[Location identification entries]
((

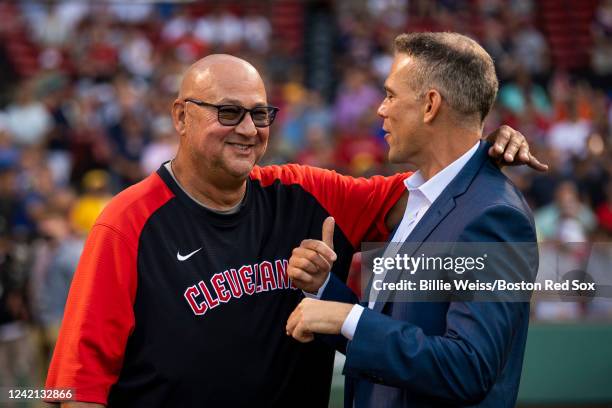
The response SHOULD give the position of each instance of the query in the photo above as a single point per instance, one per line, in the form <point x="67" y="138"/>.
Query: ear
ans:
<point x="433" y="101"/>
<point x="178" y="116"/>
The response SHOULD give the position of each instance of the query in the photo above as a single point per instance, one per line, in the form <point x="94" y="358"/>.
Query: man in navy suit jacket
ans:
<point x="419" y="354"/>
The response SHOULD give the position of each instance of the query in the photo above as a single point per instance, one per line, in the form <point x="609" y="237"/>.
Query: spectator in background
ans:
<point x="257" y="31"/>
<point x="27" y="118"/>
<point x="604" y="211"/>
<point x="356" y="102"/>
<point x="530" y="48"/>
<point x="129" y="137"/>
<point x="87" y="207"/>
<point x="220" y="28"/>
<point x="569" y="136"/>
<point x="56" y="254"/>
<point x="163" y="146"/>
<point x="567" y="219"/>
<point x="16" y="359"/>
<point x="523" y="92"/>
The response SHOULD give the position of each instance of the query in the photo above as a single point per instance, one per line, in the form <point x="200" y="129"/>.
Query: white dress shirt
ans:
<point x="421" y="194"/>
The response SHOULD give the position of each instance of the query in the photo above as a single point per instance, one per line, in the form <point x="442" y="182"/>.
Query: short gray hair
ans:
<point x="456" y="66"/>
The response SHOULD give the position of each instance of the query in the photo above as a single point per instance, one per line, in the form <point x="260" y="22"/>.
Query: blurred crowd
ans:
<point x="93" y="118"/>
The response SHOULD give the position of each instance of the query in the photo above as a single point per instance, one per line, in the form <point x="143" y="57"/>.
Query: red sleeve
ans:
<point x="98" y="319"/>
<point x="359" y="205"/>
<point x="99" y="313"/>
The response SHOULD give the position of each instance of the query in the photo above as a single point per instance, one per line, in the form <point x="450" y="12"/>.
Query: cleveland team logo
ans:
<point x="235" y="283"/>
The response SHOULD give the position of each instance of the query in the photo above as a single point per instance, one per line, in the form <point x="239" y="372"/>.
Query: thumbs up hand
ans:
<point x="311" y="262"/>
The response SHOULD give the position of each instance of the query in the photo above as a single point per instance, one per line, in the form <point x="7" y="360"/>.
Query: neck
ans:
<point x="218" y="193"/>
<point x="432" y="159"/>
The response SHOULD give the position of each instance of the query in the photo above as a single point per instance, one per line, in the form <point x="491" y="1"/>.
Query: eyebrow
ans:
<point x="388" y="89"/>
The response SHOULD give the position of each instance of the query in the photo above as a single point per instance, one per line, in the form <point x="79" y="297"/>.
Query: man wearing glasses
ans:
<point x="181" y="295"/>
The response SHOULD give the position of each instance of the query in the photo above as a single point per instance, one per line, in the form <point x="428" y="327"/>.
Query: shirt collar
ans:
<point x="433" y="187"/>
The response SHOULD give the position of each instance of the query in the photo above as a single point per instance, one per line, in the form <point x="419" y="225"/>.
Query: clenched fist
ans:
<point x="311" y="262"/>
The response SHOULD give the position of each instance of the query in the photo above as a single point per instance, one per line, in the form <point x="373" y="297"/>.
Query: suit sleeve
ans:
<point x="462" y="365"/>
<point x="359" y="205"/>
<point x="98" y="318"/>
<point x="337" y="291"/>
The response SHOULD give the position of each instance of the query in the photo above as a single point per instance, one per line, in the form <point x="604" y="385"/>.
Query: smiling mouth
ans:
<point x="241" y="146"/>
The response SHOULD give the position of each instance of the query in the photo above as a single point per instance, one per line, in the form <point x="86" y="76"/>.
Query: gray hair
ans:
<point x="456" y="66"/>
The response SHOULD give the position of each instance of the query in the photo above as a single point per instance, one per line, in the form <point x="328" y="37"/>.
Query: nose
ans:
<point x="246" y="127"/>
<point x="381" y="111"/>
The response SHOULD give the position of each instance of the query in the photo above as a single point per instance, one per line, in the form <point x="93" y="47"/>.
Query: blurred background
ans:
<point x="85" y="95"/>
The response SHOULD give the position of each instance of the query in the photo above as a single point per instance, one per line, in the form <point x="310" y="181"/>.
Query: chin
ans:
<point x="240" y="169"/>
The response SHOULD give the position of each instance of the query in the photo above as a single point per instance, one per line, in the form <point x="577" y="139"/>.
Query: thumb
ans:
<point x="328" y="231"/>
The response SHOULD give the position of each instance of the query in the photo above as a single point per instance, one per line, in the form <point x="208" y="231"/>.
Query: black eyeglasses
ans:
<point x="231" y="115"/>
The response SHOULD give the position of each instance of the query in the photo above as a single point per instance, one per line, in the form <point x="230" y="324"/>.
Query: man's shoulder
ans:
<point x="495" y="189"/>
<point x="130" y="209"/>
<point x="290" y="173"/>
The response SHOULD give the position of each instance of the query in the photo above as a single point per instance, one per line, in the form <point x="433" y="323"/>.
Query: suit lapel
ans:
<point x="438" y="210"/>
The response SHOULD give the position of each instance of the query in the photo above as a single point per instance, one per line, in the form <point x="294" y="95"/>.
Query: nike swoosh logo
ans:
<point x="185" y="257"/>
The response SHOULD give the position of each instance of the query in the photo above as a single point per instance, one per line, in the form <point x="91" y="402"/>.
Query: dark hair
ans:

))
((

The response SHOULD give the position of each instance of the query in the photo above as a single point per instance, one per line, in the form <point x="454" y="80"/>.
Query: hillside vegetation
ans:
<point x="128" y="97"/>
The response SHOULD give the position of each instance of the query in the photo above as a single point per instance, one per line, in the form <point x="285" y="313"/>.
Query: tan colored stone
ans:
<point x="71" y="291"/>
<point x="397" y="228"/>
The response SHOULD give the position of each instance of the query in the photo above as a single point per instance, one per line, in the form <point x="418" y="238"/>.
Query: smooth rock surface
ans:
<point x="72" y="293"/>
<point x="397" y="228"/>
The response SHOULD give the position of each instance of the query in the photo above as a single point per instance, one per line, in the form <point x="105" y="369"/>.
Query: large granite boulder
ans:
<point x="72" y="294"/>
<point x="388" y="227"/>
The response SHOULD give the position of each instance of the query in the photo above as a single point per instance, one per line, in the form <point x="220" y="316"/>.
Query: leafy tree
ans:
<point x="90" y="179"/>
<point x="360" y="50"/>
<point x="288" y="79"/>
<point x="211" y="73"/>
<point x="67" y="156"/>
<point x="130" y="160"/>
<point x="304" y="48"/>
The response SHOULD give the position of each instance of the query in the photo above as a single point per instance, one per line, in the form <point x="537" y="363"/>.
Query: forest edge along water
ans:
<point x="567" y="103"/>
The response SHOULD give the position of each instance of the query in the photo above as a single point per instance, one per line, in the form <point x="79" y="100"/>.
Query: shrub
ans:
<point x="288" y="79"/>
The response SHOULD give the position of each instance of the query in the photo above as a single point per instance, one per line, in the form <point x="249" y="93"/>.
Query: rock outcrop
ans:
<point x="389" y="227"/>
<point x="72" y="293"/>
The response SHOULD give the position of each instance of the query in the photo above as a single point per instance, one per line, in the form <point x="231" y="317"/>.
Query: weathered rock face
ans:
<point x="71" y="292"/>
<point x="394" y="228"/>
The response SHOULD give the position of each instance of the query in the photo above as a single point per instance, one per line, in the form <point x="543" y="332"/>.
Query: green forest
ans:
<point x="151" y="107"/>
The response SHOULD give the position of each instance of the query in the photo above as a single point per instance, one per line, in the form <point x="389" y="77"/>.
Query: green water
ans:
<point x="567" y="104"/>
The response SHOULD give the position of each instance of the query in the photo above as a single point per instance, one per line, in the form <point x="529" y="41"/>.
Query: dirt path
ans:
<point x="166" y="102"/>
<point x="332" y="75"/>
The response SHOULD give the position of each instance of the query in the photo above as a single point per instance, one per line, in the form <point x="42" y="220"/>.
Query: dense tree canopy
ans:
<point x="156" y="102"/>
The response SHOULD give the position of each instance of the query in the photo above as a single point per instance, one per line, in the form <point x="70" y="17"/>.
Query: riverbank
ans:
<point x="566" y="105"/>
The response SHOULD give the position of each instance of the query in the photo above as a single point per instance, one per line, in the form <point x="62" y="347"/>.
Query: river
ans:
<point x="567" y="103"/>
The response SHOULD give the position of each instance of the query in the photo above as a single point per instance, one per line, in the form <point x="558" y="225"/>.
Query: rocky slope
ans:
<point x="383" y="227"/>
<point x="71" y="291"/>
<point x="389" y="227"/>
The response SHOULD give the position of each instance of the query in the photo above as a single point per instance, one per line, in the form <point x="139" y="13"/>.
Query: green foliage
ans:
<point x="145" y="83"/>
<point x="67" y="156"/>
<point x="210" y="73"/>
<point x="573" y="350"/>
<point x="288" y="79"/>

))
((

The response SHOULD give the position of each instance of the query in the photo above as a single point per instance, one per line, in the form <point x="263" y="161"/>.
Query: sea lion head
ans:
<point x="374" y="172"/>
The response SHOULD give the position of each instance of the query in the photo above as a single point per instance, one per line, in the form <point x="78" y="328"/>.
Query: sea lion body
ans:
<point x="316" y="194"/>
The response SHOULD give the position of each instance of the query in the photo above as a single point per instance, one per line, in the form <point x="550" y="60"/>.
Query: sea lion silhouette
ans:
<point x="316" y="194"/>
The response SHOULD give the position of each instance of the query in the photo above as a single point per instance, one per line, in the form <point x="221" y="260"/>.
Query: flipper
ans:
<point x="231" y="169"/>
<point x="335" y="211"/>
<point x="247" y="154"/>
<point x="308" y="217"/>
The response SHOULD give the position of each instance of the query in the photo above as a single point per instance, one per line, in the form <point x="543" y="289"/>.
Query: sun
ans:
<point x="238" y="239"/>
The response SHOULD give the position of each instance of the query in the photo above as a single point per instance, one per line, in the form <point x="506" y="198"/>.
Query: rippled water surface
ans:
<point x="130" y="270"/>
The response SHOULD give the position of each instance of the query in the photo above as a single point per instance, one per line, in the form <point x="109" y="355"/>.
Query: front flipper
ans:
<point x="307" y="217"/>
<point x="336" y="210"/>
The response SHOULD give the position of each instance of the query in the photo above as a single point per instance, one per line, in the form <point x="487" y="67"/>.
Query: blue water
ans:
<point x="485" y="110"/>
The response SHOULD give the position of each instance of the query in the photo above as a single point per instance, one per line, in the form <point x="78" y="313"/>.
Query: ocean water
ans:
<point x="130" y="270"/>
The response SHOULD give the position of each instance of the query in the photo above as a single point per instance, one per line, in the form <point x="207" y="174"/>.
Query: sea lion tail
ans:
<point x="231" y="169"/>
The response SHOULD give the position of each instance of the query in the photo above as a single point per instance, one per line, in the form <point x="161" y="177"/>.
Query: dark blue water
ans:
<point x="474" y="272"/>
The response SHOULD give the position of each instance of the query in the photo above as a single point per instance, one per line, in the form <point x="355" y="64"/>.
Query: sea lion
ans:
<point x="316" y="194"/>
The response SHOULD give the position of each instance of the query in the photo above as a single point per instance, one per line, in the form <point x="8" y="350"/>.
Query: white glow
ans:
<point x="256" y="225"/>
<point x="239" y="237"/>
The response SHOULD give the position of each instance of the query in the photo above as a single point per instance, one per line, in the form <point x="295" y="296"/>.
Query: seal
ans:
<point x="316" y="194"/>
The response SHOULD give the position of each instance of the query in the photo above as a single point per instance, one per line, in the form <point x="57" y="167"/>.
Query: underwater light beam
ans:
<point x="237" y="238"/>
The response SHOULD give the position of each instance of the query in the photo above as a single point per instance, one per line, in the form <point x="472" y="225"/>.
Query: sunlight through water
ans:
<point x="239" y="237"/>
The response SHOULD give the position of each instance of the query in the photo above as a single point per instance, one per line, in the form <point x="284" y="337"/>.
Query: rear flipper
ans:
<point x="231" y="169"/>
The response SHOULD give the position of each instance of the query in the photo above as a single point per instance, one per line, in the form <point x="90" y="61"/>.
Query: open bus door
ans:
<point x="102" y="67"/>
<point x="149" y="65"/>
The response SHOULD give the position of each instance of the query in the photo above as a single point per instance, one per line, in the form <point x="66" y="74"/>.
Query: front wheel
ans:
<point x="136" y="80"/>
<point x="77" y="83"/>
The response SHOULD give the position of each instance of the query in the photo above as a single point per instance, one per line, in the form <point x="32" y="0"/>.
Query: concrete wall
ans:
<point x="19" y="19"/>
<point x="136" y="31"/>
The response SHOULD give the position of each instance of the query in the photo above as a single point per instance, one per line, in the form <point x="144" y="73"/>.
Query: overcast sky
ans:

))

[EXERCISE] Pick out every line in the lines above that contains the word "suit", and copy each one.

[RESPONSE FOR THIS EXERCISE]
Query: man in navy suit jacket
Query: suit sleeve
Query: suit lapel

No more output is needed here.